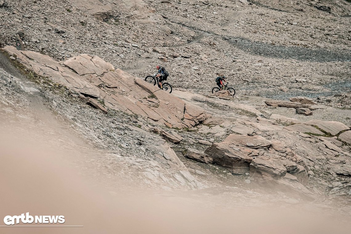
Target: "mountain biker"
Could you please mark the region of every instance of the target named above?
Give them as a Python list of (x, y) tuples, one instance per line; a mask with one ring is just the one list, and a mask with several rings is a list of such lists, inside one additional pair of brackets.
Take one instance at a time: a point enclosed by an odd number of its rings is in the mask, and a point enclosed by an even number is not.
[(223, 81), (227, 82), (227, 81), (225, 80), (226, 78), (226, 77), (223, 75), (221, 76), (218, 76), (216, 78), (216, 82), (217, 83), (217, 85), (219, 87), (219, 91), (222, 90), (222, 88), (224, 86), (223, 84)]
[(166, 71), (166, 69), (163, 67), (158, 66), (156, 68), (158, 70), (157, 72), (158, 74), (156, 76), (156, 77), (160, 78), (159, 78), (158, 80), (159, 86), (160, 87), (160, 88), (162, 89), (162, 81), (167, 79), (168, 73)]

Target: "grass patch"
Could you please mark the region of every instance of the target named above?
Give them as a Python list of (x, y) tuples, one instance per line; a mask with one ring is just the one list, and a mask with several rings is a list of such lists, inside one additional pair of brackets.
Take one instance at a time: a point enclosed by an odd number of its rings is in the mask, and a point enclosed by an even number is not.
[(317, 125), (311, 125), (311, 126), (312, 127), (316, 128), (318, 130), (322, 132), (322, 133), (324, 133), (324, 134), (325, 135), (325, 136), (326, 136), (327, 137), (333, 137), (333, 136), (334, 136), (333, 135), (330, 134), (330, 133), (327, 133), (326, 132), (324, 131), (323, 129), (320, 128), (319, 127), (318, 127), (318, 126), (317, 126)]
[(147, 97), (148, 98), (150, 98), (150, 99), (154, 98), (155, 99), (157, 99), (157, 97), (155, 95), (155, 94), (153, 94), (153, 93), (149, 95), (148, 96), (147, 96)]
[(318, 134), (318, 133), (304, 133), (305, 134), (309, 135), (310, 136), (325, 136), (326, 137), (330, 137), (330, 134), (327, 135), (325, 134)]

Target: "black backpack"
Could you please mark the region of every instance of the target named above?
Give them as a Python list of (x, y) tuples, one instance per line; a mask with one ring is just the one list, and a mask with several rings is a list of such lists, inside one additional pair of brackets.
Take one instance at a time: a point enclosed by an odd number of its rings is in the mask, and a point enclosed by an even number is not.
[(167, 71), (166, 71), (166, 69), (163, 67), (161, 68), (161, 71), (163, 73), (163, 77), (165, 80), (167, 80), (167, 77), (170, 75), (167, 72)]

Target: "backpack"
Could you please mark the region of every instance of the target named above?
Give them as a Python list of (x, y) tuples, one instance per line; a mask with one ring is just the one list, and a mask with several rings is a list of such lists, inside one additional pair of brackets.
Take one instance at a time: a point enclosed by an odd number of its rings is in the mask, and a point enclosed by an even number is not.
[(167, 72), (167, 71), (166, 71), (166, 69), (163, 67), (161, 68), (161, 71), (163, 73), (163, 77), (165, 80), (167, 80), (167, 77), (170, 75)]

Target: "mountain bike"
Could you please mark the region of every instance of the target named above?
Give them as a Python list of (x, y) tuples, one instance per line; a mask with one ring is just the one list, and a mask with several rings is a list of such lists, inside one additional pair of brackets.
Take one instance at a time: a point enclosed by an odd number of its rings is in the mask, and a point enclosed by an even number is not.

## Exercise objective
Print the records above, unchanged, from their beginning through the line containing "135), (325, 134)]". Leave out the pictures.

## Finished exercise
Target: "mountain biker"
Could you please mark the region of every instance of the target named above?
Give them as a Python list of (x, y) tuples, one instance per line; a mask with one ring is just the one list, and a mask with several rings is a list of such lists, inside one additional pair of brackets.
Take one instance at a time: a point enclosed by an odd number of its rings is in the mask, and a point enclosed by an even number is not.
[(223, 81), (227, 82), (227, 81), (225, 80), (226, 78), (226, 77), (223, 75), (221, 76), (218, 76), (216, 78), (216, 82), (217, 83), (217, 85), (219, 87), (219, 91), (222, 90), (222, 88), (224, 86), (223, 84)]
[(166, 71), (166, 69), (163, 67), (158, 66), (156, 68), (158, 70), (157, 72), (158, 74), (156, 76), (156, 77), (160, 78), (159, 78), (158, 80), (159, 86), (160, 87), (160, 88), (162, 89), (162, 81), (167, 79), (168, 73)]

Target: "grass patch"
Could you please mark the region of every instance of the target named above?
Give them as a Python list of (x, y) tuples, one instance per line; a mask with one ring is just the one list, and a mask with several rings is a list of such lists, inside one additional pair of brackets.
Take one instance at a time: a point enclosed by an odd number of its rings is in the mask, and a point enclosed by an even number is not.
[(317, 125), (311, 125), (311, 126), (312, 127), (316, 128), (318, 130), (322, 132), (322, 133), (324, 133), (324, 134), (325, 135), (325, 136), (326, 136), (327, 137), (333, 137), (333, 136), (334, 136), (333, 135), (330, 134), (330, 133), (327, 133), (326, 132), (324, 131), (323, 129), (320, 128), (319, 127), (318, 127), (318, 126), (317, 126)]
[(147, 97), (148, 98), (150, 98), (150, 99), (154, 98), (155, 99), (157, 99), (157, 97), (155, 95), (155, 94), (153, 94), (153, 93), (149, 95), (148, 96), (147, 96)]
[(318, 134), (318, 133), (304, 133), (305, 134), (309, 135), (310, 136), (325, 136), (326, 137), (330, 137), (330, 134), (327, 135), (325, 134)]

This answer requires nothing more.